(Stated problem):
Word for word, retype every entry in the listing.

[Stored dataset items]
◆ ◆ ◆ ◆ ◆

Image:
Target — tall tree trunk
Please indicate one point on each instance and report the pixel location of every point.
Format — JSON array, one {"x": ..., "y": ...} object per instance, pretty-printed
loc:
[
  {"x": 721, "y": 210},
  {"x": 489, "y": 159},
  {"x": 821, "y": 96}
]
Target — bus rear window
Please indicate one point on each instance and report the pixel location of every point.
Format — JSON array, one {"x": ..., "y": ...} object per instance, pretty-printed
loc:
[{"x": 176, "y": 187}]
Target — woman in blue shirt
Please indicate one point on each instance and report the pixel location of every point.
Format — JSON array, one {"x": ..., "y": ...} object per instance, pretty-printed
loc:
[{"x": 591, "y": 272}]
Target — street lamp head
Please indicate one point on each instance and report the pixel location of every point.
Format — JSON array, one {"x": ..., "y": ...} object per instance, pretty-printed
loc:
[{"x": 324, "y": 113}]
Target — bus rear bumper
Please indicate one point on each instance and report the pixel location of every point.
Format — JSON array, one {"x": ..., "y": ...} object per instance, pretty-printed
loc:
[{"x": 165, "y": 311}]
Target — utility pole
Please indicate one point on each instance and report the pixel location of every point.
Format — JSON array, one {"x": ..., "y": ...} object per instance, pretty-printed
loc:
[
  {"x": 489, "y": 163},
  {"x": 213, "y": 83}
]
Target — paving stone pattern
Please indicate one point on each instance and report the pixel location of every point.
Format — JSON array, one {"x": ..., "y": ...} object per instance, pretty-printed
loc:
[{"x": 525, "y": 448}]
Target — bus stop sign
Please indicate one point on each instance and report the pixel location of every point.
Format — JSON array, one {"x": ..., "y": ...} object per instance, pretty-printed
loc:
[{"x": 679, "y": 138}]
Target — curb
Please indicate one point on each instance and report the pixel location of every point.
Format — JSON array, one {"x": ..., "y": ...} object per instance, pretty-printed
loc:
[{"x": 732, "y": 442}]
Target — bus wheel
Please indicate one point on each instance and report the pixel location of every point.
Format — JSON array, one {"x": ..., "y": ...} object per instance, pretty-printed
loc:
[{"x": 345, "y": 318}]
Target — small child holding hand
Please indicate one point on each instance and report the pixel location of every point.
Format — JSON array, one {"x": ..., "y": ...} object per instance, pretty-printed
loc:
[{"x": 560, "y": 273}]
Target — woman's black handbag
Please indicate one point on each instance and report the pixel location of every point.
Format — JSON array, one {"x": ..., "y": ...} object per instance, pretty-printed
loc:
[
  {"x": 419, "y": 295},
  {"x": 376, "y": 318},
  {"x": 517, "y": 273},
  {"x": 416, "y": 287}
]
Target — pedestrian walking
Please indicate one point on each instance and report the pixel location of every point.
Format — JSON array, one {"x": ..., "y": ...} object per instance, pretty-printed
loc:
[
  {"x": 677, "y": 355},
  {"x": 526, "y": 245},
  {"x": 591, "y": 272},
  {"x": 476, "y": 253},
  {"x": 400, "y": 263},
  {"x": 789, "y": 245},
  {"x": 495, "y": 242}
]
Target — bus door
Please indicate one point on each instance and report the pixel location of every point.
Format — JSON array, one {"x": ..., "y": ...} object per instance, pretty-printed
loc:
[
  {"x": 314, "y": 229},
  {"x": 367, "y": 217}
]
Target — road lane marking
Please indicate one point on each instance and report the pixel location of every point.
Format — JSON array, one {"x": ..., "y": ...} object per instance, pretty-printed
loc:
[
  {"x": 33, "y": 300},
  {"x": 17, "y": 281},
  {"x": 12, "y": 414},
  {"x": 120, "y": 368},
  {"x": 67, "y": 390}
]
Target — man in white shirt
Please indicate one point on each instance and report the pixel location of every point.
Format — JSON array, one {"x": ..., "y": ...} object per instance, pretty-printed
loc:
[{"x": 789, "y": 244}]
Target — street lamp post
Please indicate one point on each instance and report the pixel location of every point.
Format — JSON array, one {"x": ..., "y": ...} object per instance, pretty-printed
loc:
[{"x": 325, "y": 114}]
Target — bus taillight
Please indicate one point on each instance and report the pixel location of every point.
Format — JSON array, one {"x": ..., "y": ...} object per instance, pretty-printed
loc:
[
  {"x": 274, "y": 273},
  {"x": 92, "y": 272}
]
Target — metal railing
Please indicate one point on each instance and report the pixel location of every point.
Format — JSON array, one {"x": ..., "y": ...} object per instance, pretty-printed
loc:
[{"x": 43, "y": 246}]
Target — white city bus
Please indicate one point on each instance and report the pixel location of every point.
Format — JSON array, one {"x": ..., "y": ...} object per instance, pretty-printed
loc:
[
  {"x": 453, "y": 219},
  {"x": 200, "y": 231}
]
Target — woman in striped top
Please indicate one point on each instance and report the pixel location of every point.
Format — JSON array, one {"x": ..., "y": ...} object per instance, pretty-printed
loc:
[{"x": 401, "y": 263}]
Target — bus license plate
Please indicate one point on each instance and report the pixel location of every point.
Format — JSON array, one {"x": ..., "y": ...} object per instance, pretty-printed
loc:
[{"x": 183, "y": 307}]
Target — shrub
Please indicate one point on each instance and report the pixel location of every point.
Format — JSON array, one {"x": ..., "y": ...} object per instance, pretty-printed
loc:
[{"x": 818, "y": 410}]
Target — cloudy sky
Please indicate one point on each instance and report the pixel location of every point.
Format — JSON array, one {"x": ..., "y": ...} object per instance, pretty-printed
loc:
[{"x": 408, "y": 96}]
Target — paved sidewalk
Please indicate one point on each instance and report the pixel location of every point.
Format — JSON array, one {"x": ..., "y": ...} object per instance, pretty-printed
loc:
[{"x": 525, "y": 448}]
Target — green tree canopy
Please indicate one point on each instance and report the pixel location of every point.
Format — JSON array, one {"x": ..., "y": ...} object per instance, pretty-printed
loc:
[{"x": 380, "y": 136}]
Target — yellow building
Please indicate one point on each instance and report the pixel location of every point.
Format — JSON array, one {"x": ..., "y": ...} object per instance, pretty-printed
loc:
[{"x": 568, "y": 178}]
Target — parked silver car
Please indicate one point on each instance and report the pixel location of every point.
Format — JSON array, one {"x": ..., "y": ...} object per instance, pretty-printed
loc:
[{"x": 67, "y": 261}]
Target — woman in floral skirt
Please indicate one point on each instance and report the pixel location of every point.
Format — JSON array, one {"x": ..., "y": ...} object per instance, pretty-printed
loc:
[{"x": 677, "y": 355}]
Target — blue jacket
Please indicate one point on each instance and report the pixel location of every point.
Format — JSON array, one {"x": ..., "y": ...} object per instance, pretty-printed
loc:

◆ ◆ ◆ ◆ ◆

(Answer to the exercise):
Image:
Target — tall tree trunk
Please indicate one point on each instance and report the pixel location of every point.
Format — JSON array, one {"x": ..., "y": ...} object per instance, pretty-printed
loc:
[
  {"x": 721, "y": 210},
  {"x": 489, "y": 159},
  {"x": 821, "y": 96}
]
Target — bus rear window
Please indicate one point on each instance and report the pixel location of every point.
Format — JSON array, one {"x": ..., "y": ...} object per instance, pretty-printed
loc:
[{"x": 176, "y": 187}]
Target — woman in blue shirt
Please indicate one point on each instance and report the pixel location of every point.
Format — JSON array, one {"x": ..., "y": ...} object per instance, pretty-printed
loc:
[{"x": 591, "y": 272}]
Target — street lamp head
Please indicate one point on each instance and report the pixel location of every point.
Format — JSON array, one {"x": ..., "y": ...} object per instance, pretty-printed
loc:
[{"x": 324, "y": 113}]
Target — bus rear bumper
Please indicate one point on each instance and report the pixel location of every point.
Format — JSON array, one {"x": ..., "y": ...} object per instance, pretty-printed
loc:
[{"x": 165, "y": 311}]
Target — utility pole
Please indicate one point on each instance and report the pixel location of every point.
Format — JSON array, one {"x": ..., "y": ...} object per instance, pretty-printed
loc:
[
  {"x": 489, "y": 163},
  {"x": 213, "y": 83}
]
Target — paving stone pattern
Please indicate one point on each instance and report the pixel location of every point.
Format — JSON array, one {"x": ..., "y": ...} object per instance, pretty-printed
loc:
[{"x": 525, "y": 448}]
Target — bus stop sign
Please indicate one point on each instance and report the pixel location of every point.
Format — JSON array, one {"x": ..., "y": ...} object per instance, pretty-printed
loc:
[{"x": 679, "y": 138}]
Target — curb
Please indicate one point on each instance and report the pixel location of every point.
Format — JSON array, one {"x": ..., "y": ...} object per instance, pretty-printed
loc:
[{"x": 732, "y": 442}]
Target — bus wheel
Please indicate one point on each instance and report the pixel location of every point.
Format — JSON array, one {"x": ..., "y": ...} object per instance, pretty-printed
loc:
[{"x": 345, "y": 318}]
Target — small child holding hand
Please indicate one point on each instance and report the pixel location of every point.
Format — JSON array, one {"x": ..., "y": ...} object per instance, pretty-printed
loc:
[{"x": 560, "y": 273}]
Target — woman's black handbag
Please indicate one point on each instance and report the pixel location of every point.
Format — JSON array, one {"x": ..., "y": ...} object per instance, pretty-printed
loc:
[
  {"x": 419, "y": 295},
  {"x": 376, "y": 318},
  {"x": 517, "y": 273},
  {"x": 416, "y": 287}
]
Target — pedestrian walking
Please indicate one point on each instance and report the pixel location of every point.
Format — JSON array, one {"x": ..., "y": ...} object per instance, pretty-printed
loc:
[
  {"x": 677, "y": 355},
  {"x": 526, "y": 245},
  {"x": 591, "y": 272},
  {"x": 476, "y": 253},
  {"x": 400, "y": 263},
  {"x": 789, "y": 245},
  {"x": 495, "y": 242}
]
Target — bus door
Please indicate one point on each instance and report the pixel location of every point.
Format — JSON array, one {"x": ..., "y": ...} object per instance, pretty-printed
loc:
[
  {"x": 314, "y": 229},
  {"x": 367, "y": 217}
]
Target — road lane marking
Please indicate one point on each instance and report the pixel location of every point.
Format — JSON array, one {"x": ..., "y": ...} object per instance, pretty-printed
loc:
[
  {"x": 33, "y": 300},
  {"x": 17, "y": 281},
  {"x": 12, "y": 414},
  {"x": 120, "y": 368},
  {"x": 67, "y": 390}
]
Target — man in white shirt
Please indicate one point on each instance and report the pixel location of every point.
Format — JSON array, one {"x": ..., "y": ...} object per instance, pretty-printed
loc:
[{"x": 789, "y": 244}]
Target — street lamp post
Please indicate one point on each instance and report the pixel location of every point.
Format — JSON array, one {"x": ..., "y": ...} object per instance, pretty-printed
loc:
[{"x": 325, "y": 114}]
Target — bus taillight
Please indicate one point on each instance and report the pixel location of every point.
Format — JSON array, one {"x": ..., "y": ...} object per instance, pretty-printed
loc:
[
  {"x": 274, "y": 273},
  {"x": 92, "y": 272}
]
Target — metal railing
Please indicate one point on each instance and report the pixel location of every point.
Format — JSON array, one {"x": ..., "y": ...} object per instance, pretty-printed
loc:
[{"x": 43, "y": 246}]
Target — white city bus
Please indicate one point on each instance and report the pixel location of every point.
Format — JSON array, one {"x": ..., "y": ...} object per instance, pretty-printed
loc:
[
  {"x": 453, "y": 219},
  {"x": 200, "y": 231}
]
Target — woman in striped top
Please indicate one point on each instance and report the pixel location of every point.
Format — JSON array, one {"x": ..., "y": ...} object per instance, pretty-printed
loc:
[{"x": 401, "y": 263}]
Target — bus license plate
Please indicate one point on each instance and report the pixel location of every point.
Format — JSON array, one {"x": ..., "y": ...} object per instance, pretty-printed
loc:
[{"x": 183, "y": 307}]
Target — shrub
Please indicate one point on each instance and report the pixel location of every point.
Format — JSON array, one {"x": ..., "y": ...} object per instance, pretty-printed
loc:
[{"x": 818, "y": 410}]
Target — cloudy sky
Please indicate one point on each instance and report the pixel location of every point.
Format — JSON array, one {"x": ..., "y": ...} object per instance, pretty-printed
loc:
[{"x": 408, "y": 96}]
Target — paved sidewalk
Please indicate one point on each instance and report the pixel location of every point.
Format — JSON array, one {"x": ..., "y": ...} object per instance, pretty-printed
loc:
[{"x": 525, "y": 448}]
Target — green tree canopy
Please indicate one point on each instance and report the pixel location of every point.
Format — JSON array, one {"x": ..., "y": ...} object per instance, pretty-printed
loc:
[{"x": 380, "y": 136}]
Target — yellow building
Please indicate one point on each instance and report the pixel location of every point.
Format — JSON array, one {"x": ..., "y": ...} object per instance, pretty-printed
loc:
[{"x": 568, "y": 178}]
Target — parked silver car
Please indicate one point on each instance and report the pixel location of every point.
Format — JSON array, one {"x": ..., "y": ...} object per instance, pretty-printed
loc:
[{"x": 67, "y": 261}]
Target — woman in floral skirt
Please indicate one point on each instance and report the pixel location of every point.
Format — JSON array, one {"x": ..., "y": ...} object per instance, pretty-printed
loc:
[{"x": 677, "y": 355}]
Target — blue jacket
Please indicate one point on each instance and report the pixel location of every point.
Format — JSON array, one {"x": ..., "y": ...} object per instance, pretty-printed
loc:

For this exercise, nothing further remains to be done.